> [Do this] Reproduce verbatim the lines of the entries below, from the line holding "I'm trying to find any dark" through the line holding "[0,329,574,768]", inclusive.

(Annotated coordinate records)

-*-*-

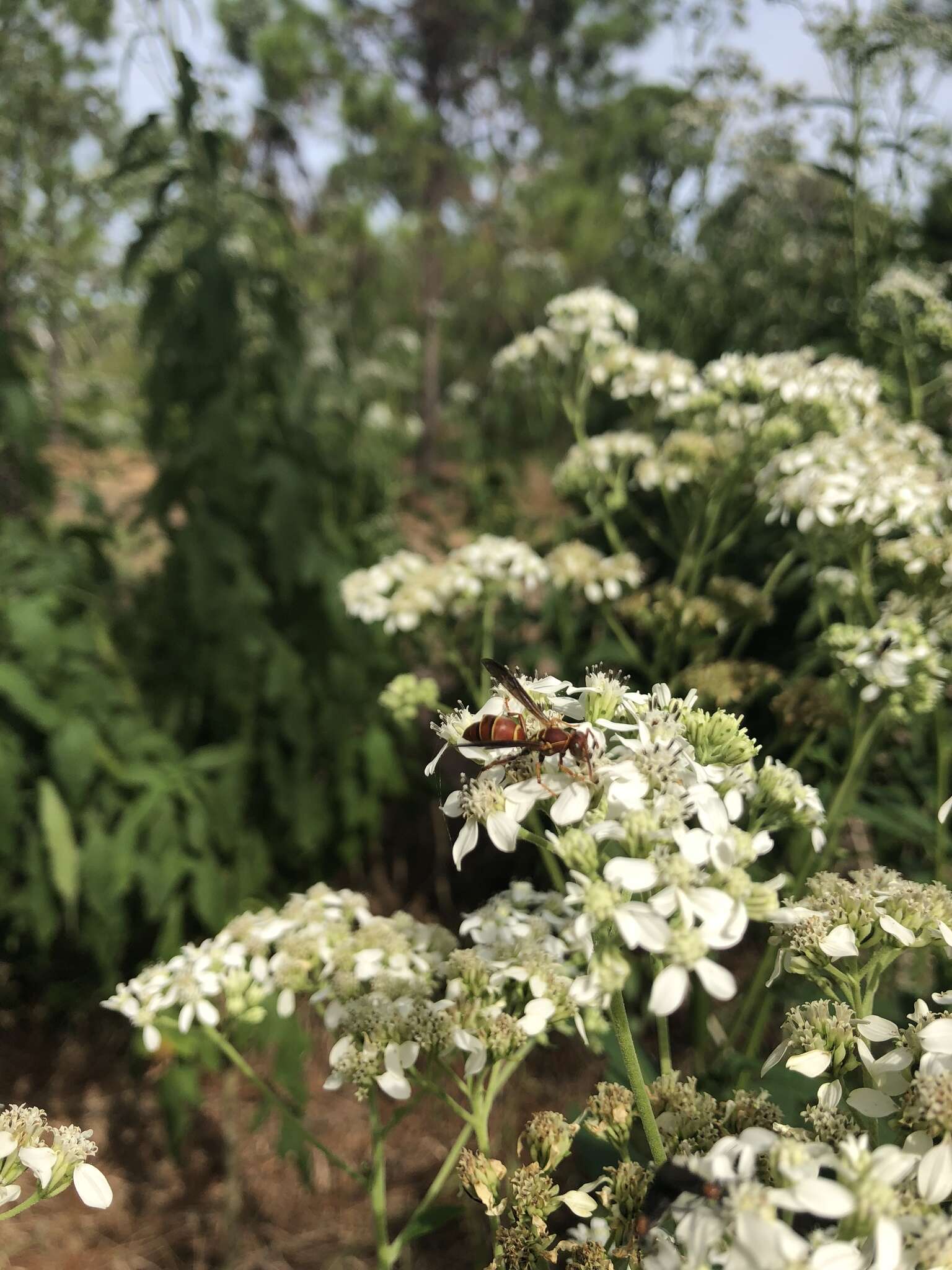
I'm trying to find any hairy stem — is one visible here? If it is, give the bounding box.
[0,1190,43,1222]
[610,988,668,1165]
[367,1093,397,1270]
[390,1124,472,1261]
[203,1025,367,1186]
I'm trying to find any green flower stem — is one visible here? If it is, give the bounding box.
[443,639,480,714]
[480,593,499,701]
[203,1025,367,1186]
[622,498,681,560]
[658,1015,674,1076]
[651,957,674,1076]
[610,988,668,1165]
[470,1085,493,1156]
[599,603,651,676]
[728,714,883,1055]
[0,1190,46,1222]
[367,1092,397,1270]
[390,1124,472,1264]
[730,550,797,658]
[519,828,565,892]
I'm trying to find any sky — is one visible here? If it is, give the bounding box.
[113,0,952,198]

-*-*-

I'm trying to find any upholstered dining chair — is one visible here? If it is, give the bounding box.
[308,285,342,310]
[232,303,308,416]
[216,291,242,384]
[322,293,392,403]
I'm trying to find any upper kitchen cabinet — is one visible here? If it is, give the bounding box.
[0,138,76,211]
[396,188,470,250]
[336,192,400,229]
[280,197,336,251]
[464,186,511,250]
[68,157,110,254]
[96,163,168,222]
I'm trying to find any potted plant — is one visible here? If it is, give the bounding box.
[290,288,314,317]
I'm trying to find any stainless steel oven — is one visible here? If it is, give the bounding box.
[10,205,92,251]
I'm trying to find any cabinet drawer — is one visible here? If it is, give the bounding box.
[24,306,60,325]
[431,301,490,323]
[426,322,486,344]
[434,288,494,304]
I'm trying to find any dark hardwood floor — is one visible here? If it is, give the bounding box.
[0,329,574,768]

-*-*-

> [Response below]
I'm trying to find any dark hardwood floor — is one visible here? If it is, give the bounding box.
[0,329,574,768]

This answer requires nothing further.